WHAT TO DO: Write the records out once more, so that nothing differs from the original.

[Natural language region descriptions]
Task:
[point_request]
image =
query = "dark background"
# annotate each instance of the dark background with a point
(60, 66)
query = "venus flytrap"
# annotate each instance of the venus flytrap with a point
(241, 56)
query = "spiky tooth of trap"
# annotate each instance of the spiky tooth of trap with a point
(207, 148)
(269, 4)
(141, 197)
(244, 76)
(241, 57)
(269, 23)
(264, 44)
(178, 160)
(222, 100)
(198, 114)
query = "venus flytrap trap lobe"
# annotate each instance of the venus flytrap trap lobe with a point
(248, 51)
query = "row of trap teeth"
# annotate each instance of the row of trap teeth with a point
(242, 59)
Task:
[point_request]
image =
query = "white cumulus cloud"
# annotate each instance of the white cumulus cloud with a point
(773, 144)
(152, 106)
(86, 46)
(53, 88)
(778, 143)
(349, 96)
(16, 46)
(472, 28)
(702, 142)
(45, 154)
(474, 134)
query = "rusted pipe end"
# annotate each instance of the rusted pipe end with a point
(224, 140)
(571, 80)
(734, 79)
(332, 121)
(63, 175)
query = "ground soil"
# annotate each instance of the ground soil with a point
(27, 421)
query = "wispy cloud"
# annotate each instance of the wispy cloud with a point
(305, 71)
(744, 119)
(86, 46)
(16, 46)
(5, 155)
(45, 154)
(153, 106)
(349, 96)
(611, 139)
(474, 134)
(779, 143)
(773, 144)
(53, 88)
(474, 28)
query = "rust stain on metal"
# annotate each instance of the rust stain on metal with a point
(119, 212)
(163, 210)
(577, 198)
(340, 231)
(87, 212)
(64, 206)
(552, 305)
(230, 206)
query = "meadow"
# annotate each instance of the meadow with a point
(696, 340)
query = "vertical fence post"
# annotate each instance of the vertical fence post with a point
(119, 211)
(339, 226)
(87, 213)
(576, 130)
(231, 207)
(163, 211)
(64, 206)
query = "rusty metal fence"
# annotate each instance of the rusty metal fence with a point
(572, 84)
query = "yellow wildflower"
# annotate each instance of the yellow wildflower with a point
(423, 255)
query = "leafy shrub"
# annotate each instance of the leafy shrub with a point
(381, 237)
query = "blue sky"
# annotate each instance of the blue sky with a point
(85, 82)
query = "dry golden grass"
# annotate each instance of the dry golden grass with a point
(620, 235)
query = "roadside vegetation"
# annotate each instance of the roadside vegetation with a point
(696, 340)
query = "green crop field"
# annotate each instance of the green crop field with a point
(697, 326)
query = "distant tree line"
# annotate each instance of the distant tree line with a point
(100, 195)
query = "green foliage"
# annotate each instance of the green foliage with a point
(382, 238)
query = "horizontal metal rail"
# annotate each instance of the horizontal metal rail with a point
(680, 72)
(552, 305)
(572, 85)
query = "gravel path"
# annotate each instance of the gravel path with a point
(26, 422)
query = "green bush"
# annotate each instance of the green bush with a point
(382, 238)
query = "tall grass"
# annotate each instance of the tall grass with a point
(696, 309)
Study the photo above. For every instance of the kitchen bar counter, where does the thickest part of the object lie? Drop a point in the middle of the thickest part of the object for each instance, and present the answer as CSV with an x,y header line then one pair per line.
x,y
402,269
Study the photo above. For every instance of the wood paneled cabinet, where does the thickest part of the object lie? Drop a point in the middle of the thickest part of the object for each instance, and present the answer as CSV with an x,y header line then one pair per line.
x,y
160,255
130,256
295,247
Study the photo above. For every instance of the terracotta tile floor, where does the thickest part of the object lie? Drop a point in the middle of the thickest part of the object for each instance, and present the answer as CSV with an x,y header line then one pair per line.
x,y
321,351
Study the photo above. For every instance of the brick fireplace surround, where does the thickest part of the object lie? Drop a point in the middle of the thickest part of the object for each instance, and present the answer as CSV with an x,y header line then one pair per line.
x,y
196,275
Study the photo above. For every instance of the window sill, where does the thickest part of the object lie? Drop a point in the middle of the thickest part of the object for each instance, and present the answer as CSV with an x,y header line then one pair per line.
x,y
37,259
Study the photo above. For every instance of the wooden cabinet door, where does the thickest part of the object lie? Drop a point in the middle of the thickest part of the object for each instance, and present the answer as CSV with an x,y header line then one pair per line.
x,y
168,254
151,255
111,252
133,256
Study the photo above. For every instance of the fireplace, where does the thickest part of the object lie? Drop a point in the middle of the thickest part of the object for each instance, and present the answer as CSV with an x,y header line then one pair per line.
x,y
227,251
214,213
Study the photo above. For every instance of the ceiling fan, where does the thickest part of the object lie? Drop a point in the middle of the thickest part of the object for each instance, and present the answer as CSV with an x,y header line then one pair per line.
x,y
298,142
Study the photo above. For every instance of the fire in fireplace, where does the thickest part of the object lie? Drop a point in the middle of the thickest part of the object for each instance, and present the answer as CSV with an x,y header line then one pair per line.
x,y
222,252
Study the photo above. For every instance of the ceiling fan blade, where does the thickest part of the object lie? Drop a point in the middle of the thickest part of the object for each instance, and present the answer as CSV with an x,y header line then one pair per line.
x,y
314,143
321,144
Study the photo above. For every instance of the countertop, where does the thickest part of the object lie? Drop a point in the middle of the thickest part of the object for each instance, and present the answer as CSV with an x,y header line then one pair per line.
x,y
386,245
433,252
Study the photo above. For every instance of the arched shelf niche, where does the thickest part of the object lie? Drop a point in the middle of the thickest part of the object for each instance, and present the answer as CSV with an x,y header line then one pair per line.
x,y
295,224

SOLUTION:
Task:
[point_request]
image =
query = "dark background"
# annotate each instance of the dark background with a point
(60, 66)
query = "venus flytrap"
# annotate each instance of the venus flytrap with a point
(241, 56)
query = "spiky tooth of trap"
# annotate each instance of the spiky tooth of trap with a point
(207, 148)
(269, 4)
(141, 197)
(244, 76)
(241, 57)
(269, 23)
(264, 44)
(178, 160)
(222, 100)
(198, 114)
query = "venus flytrap trap lobe"
# annotate each instance of the venus flytrap trap lobe with a point
(248, 51)
query = "row of trap teeth"
# annotate each instance of the row of trap teeth with a point
(242, 59)
Task:
[point_request]
image =
query = "white cumulus cloud"
# annotate each instance of the white cumulus cloud with a point
(773, 144)
(152, 106)
(86, 46)
(53, 88)
(778, 143)
(349, 96)
(16, 46)
(472, 28)
(702, 142)
(45, 154)
(474, 134)
query = "rusted pipe end"
# annotate each instance of the rusted pipe end with a point
(224, 140)
(571, 80)
(734, 79)
(332, 121)
(63, 175)
query = "ground soil"
# annotate each instance of the ground soil with a point
(27, 421)
query = "wispy cloud"
# annotate each instance of the wispy cloud with a point
(305, 71)
(744, 119)
(86, 46)
(16, 46)
(5, 155)
(45, 154)
(153, 106)
(349, 96)
(611, 139)
(474, 134)
(779, 143)
(773, 144)
(53, 88)
(474, 28)
query = "rust stain on metal"
# annotate each instance of the rust stain on metal with a point
(119, 212)
(163, 210)
(577, 198)
(340, 231)
(87, 212)
(64, 206)
(552, 305)
(230, 206)
query = "meadow"
# annotate each instance of the meadow with a point
(696, 340)
query = "vertical fence post"
# annotate each instance of the vertical fence post with a point
(119, 211)
(339, 226)
(87, 213)
(576, 130)
(231, 207)
(163, 211)
(64, 206)
query = "rusty metal fence"
# annotate each instance of the rusty metal fence with a point
(572, 84)
query = "yellow wildflower"
# annotate each instance of the yellow wildflower with a point
(423, 255)
query = "leafy shrub"
# annotate each instance of the leafy shrub with a point
(381, 237)
query = "blue sky"
# annotate each instance of the blue sky with a point
(85, 82)
query = "dry golden grass"
# annotate each instance of the dry golden grass with a point
(620, 235)
query = "roadside vegetation"
# annotate each instance of the roadside vegetation with a point
(696, 340)
query = "green crop field"
# annotate each instance of the green crop field with a point
(697, 326)
query = "distant tree line"
# annotate each instance of the distant tree line with a point
(100, 195)
query = "green foliage"
# annotate each instance of the green foliage with a point
(382, 238)
query = "horizontal metal rail"
# annotate each instance of the horizontal metal rail with a point
(680, 72)
(552, 305)
(572, 85)
query = "gravel path"
# annotate each instance of the gravel path with a point
(26, 422)
query = "green bush"
# annotate each instance of the green bush with a point
(382, 238)
query = "tall grass"
# annotate each instance of the tall grass with a point
(696, 309)
Study the photo above. For every instance of the kitchen bar counter, where does the thickest part of the object lie? Drop a point in the middle of the thickest part of the object for each instance, and present the answer as CSV with an x,y header line then one pair per line.
x,y
402,269
Study the photo above. For every instance of the wood paneled cabinet, where does the thickest part of the object lie? Drop a point in the middle of the thickest part of the object for each instance, and present the answer as CSV with an x,y header line then one pair per line.
x,y
160,255
130,256
295,247
Study the photo above. For every instance of the terracotta tile floor, where does the thickest part of the object lie? Drop a point in the middle of the thickest part of the object for each instance, and present the answer as CSV with an x,y header line then one pair per line.
x,y
321,351
Study the photo above. For every instance of the brick fireplace surround, where does the thickest part of the object lie? Drop a point in the middle of the thickest part of the object for each instance, and present the answer as CSV with an x,y header line then one pair per line.
x,y
196,275
Study the photo above. For every instance of the window sill, where does the thickest part of the object lie? Drop a point in the middle of the thickest part of the object for each instance, and present the answer as CSV with an x,y header line then one pair per line.
x,y
37,259
Study the photo above. For every instance of the wooden cabinet door, where does the thickest part of the object lie? Drop a point in the middle of the thickest part of the object for each instance, and present the answer as CSV with an x,y header line then one pair per line.
x,y
168,254
151,255
111,252
133,256
Study the photo above. For every instance of the fireplace, where does the thickest part of the object lie? Drop a point in the middle of the thickest part of the object for each instance, and present the answer as CSV with an x,y header line then one pair per line.
x,y
227,251
214,213
Study the photo above. For every instance of the ceiling fan, where does the thickest part of the object lie? Drop a point in the middle of the thickest part of the object for each instance, and present the answer as CSV with an x,y header line then one pair per line.
x,y
298,142
Study the photo above. For every instance of the fire in fireplace, where does the thickest part of the object lie? Drop a point in the middle of the thickest part of the object for each instance, and present the answer as CSV with an x,y header line then one pair per line.
x,y
222,252
Study the photo above. For every instance of the ceiling fan blade, where does the thickest part of the object lie? Drop a point in the middle of the thickest part of the object for each instance, and present the answer as CSV with an x,y header line then one pair per line.
x,y
314,143
321,144
Study the photo above. For every instance of the countertop, where does the thickest part of the object lie? Drop a point in the middle of the thickest part of the object for each instance, and present the answer as CSV with an x,y header line then one pair per line.
x,y
386,245
433,252
Study the photo above. For every instance of the arched shelf niche, where does the thickest part of the object lie? Drop a point in the middle of the thickest part of the object for each instance, and present the answer as CSV with an x,y header line then one pair per line.
x,y
295,224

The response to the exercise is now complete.